### Data entries
★ ★ ★ ★

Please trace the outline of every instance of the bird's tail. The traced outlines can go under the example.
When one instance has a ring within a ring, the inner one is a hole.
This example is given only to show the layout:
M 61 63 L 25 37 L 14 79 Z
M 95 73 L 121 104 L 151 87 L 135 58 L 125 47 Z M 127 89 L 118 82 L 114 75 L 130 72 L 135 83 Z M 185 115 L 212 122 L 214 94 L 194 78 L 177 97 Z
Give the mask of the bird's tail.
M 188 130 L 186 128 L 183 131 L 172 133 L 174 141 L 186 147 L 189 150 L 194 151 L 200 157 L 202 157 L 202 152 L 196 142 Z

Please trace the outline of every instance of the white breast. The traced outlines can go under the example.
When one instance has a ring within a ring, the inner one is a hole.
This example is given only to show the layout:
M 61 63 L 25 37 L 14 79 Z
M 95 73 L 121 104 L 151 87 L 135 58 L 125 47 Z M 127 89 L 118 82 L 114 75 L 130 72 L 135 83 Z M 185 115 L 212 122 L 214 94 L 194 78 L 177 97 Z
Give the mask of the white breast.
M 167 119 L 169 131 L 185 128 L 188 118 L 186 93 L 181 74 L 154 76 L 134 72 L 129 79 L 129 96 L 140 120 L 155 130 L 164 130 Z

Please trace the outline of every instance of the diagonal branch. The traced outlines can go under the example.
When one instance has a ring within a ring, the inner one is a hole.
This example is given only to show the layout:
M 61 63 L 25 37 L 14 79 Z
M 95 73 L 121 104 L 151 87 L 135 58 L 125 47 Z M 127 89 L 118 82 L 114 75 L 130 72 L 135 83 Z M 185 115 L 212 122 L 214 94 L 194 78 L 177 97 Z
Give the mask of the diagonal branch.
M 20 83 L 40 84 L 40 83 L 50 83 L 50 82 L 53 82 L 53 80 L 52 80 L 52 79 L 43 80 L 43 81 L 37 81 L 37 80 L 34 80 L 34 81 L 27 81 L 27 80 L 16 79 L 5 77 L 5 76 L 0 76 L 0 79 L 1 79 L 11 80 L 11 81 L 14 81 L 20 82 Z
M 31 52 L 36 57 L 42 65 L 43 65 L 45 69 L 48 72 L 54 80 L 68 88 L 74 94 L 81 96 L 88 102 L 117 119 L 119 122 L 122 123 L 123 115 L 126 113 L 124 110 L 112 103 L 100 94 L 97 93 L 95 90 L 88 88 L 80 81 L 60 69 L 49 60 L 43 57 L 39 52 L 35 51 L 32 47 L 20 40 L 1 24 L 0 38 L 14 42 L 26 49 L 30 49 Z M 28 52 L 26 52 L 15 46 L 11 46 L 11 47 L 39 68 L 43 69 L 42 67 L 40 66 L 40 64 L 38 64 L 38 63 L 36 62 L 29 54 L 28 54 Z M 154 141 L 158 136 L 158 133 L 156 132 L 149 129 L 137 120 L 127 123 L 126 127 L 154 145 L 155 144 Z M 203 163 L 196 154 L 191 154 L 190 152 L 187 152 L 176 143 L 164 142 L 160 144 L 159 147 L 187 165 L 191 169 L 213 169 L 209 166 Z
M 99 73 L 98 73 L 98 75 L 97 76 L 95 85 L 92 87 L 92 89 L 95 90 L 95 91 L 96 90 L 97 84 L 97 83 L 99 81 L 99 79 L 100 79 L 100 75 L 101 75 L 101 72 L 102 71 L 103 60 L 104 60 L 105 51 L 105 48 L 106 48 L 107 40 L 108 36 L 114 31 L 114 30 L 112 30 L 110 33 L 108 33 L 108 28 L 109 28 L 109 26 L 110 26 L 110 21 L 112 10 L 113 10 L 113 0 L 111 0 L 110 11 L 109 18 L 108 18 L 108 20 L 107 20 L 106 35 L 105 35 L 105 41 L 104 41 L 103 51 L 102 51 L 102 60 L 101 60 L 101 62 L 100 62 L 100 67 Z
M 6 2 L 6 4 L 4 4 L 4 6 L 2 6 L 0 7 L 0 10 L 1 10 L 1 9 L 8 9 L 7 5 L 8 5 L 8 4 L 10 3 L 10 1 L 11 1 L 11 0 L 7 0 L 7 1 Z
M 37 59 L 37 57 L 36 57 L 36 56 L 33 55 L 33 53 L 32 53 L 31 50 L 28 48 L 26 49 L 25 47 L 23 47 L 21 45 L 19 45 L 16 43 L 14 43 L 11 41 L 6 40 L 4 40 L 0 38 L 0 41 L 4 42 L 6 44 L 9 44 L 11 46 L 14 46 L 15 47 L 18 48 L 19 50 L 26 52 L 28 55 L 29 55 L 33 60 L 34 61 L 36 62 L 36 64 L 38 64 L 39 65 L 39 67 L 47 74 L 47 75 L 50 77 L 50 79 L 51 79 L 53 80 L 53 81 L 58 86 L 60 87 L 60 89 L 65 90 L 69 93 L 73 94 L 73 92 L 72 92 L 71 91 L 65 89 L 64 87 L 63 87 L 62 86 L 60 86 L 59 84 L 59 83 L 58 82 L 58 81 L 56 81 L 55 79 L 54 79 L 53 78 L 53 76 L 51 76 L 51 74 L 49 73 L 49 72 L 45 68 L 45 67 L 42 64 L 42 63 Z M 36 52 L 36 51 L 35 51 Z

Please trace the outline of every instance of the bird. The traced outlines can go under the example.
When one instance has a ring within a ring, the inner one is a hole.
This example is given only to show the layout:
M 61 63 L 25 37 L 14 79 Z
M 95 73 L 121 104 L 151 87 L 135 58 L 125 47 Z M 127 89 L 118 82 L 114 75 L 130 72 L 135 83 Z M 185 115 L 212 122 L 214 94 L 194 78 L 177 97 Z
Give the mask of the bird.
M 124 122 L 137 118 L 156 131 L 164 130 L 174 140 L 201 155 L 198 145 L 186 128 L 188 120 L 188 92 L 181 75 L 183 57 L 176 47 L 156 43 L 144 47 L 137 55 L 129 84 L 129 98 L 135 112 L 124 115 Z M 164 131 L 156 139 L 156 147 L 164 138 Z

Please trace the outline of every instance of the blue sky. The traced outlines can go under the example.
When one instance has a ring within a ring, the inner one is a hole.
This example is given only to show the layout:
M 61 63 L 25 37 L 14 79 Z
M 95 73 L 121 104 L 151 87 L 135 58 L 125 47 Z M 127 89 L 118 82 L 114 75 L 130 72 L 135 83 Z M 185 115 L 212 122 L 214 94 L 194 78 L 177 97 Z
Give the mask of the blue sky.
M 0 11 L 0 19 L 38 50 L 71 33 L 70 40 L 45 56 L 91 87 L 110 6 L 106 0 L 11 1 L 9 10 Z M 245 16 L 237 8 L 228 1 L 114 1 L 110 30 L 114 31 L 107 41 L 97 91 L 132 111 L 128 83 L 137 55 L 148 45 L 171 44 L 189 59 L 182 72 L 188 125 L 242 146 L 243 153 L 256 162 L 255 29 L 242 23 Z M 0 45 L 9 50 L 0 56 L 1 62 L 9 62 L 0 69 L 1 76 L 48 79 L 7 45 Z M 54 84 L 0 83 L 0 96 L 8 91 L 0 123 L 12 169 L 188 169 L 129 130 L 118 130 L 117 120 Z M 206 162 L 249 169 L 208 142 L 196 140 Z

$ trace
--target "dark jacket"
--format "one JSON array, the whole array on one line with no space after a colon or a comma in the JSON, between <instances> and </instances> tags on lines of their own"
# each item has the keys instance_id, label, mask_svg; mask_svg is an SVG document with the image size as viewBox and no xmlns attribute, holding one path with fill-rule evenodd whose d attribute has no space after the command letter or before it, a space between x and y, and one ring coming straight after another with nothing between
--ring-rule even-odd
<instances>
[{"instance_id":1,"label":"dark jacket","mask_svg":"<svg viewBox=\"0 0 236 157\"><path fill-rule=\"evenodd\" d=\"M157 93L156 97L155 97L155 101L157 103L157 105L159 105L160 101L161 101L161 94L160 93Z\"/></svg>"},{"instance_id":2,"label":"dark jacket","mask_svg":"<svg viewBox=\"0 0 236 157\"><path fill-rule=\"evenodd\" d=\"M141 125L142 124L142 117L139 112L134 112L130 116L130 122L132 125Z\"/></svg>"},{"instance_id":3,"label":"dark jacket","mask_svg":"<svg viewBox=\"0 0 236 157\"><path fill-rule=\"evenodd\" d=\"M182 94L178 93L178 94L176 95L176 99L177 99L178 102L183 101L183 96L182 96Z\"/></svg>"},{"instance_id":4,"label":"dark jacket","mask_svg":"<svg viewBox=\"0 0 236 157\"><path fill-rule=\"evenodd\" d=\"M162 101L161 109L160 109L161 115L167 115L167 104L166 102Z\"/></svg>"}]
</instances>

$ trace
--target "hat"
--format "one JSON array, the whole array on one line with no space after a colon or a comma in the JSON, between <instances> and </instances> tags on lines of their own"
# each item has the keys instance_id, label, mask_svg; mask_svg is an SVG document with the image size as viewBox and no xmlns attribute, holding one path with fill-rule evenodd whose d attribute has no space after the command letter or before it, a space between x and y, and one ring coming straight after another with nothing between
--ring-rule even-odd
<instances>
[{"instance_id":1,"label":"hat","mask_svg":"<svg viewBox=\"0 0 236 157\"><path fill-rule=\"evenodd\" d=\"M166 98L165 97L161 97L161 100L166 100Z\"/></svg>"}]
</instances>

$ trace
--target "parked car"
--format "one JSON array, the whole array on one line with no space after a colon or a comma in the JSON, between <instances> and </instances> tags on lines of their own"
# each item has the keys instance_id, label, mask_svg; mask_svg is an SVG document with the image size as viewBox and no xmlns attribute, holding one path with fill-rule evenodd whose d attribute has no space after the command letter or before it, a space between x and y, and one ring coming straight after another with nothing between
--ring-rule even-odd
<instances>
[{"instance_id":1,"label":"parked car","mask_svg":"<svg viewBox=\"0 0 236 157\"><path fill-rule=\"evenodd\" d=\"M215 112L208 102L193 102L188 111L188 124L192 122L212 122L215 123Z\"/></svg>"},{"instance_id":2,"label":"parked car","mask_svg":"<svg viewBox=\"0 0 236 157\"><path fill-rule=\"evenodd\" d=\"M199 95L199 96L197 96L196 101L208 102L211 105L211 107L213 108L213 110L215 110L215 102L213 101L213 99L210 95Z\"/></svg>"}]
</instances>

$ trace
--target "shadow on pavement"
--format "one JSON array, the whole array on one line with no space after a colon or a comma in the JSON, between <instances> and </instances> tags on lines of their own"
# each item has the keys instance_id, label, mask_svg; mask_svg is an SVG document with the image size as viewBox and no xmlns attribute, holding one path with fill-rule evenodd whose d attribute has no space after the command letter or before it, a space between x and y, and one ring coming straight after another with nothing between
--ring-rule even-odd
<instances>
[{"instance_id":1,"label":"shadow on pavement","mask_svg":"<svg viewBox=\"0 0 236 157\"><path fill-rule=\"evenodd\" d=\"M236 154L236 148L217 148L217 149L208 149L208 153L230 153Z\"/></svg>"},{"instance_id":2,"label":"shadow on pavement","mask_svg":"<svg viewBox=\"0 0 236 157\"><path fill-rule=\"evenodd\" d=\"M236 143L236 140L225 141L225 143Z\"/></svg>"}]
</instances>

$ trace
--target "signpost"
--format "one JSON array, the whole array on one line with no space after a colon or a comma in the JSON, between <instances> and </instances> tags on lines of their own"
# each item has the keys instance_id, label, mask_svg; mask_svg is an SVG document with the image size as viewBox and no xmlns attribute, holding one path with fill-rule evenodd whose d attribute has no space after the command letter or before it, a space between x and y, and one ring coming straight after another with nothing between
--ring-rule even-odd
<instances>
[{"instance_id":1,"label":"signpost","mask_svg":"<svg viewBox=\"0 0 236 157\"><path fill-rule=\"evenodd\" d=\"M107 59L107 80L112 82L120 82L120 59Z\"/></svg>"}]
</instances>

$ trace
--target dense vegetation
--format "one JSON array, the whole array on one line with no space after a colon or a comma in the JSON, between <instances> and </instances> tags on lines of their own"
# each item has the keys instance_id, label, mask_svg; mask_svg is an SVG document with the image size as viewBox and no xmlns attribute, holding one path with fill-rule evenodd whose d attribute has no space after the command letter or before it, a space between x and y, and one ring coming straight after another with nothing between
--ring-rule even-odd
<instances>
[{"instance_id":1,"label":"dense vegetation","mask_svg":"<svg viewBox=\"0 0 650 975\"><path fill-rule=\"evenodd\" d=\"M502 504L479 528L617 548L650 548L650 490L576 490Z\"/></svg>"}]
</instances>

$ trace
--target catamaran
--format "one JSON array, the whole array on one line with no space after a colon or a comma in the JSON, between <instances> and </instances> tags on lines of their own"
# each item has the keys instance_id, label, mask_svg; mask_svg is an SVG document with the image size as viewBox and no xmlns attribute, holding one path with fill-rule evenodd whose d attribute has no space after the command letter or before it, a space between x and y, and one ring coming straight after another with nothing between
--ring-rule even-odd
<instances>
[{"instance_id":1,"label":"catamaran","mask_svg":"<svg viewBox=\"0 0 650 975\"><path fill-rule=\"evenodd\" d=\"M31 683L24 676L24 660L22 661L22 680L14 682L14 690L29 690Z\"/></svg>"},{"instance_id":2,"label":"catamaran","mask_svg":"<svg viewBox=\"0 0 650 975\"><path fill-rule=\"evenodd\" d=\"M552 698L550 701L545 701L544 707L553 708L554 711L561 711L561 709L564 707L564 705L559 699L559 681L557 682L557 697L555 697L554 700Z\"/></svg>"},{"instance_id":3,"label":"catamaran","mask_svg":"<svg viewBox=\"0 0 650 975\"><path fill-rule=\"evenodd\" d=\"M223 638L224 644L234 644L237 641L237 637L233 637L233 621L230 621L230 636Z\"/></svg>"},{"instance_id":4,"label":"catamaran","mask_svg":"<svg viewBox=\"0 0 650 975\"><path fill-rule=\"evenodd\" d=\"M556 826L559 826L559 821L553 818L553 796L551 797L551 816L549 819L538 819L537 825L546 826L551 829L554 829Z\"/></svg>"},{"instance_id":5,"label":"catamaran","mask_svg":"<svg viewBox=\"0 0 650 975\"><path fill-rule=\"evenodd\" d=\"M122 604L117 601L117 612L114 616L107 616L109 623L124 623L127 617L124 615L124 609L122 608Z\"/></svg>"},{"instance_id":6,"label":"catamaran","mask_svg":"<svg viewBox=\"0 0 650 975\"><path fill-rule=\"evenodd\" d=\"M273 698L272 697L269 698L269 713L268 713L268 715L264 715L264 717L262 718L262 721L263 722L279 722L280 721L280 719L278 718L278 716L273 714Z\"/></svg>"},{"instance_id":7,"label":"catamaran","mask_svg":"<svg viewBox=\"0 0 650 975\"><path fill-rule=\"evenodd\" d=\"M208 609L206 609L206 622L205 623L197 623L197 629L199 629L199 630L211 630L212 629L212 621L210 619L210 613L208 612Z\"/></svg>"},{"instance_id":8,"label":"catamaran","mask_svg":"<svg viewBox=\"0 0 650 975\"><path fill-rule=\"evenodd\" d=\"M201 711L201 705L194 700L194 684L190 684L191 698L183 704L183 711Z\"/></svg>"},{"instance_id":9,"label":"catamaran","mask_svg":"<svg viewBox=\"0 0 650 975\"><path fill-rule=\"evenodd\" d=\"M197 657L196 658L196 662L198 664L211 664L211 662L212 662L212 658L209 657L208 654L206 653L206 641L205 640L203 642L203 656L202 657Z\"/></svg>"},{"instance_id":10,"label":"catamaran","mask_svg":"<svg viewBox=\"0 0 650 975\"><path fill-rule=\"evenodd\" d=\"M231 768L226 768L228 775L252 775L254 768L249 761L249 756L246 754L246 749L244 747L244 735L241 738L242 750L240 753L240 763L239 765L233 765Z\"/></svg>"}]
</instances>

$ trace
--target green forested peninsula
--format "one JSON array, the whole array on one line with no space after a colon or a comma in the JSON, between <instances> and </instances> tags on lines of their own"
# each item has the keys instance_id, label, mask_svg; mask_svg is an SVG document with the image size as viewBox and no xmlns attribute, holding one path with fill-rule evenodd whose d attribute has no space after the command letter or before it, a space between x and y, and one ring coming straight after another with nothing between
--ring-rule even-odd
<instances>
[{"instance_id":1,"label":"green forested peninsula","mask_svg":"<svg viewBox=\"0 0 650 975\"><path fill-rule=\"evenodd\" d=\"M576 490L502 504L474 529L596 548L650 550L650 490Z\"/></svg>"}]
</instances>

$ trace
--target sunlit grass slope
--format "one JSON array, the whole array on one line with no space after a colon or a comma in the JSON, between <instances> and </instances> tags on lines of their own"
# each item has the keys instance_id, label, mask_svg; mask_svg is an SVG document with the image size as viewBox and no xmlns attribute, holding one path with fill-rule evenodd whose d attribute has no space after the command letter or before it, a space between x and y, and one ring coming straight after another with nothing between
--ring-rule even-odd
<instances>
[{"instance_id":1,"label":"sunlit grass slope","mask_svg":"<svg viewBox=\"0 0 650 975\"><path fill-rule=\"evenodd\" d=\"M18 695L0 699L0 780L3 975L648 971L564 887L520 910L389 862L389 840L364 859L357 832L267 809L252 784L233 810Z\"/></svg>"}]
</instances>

★ ★ ★ ★

### Given instruction
Copy out again, word for word, the lines from the start of the items through the line that contains "Give the mask of the bird's tail.", including both of those lines.

### Solution to this task
Please trace the outline of every instance of the bird's tail. The traced outlines can go under the example.
When one instance has a ring within a ring, the inner one is a hole.
This example is given only to show the layout:
M 61 63 L 25 37 L 14 79 Z
M 95 73 L 121 104 L 151 87 L 135 58 L 125 47 Z M 127 89 L 118 82 L 114 75 L 130 72 L 135 83 Z M 185 115 L 212 122 L 214 94 L 194 78 L 177 97 Z
Give the mask of the bird's tail.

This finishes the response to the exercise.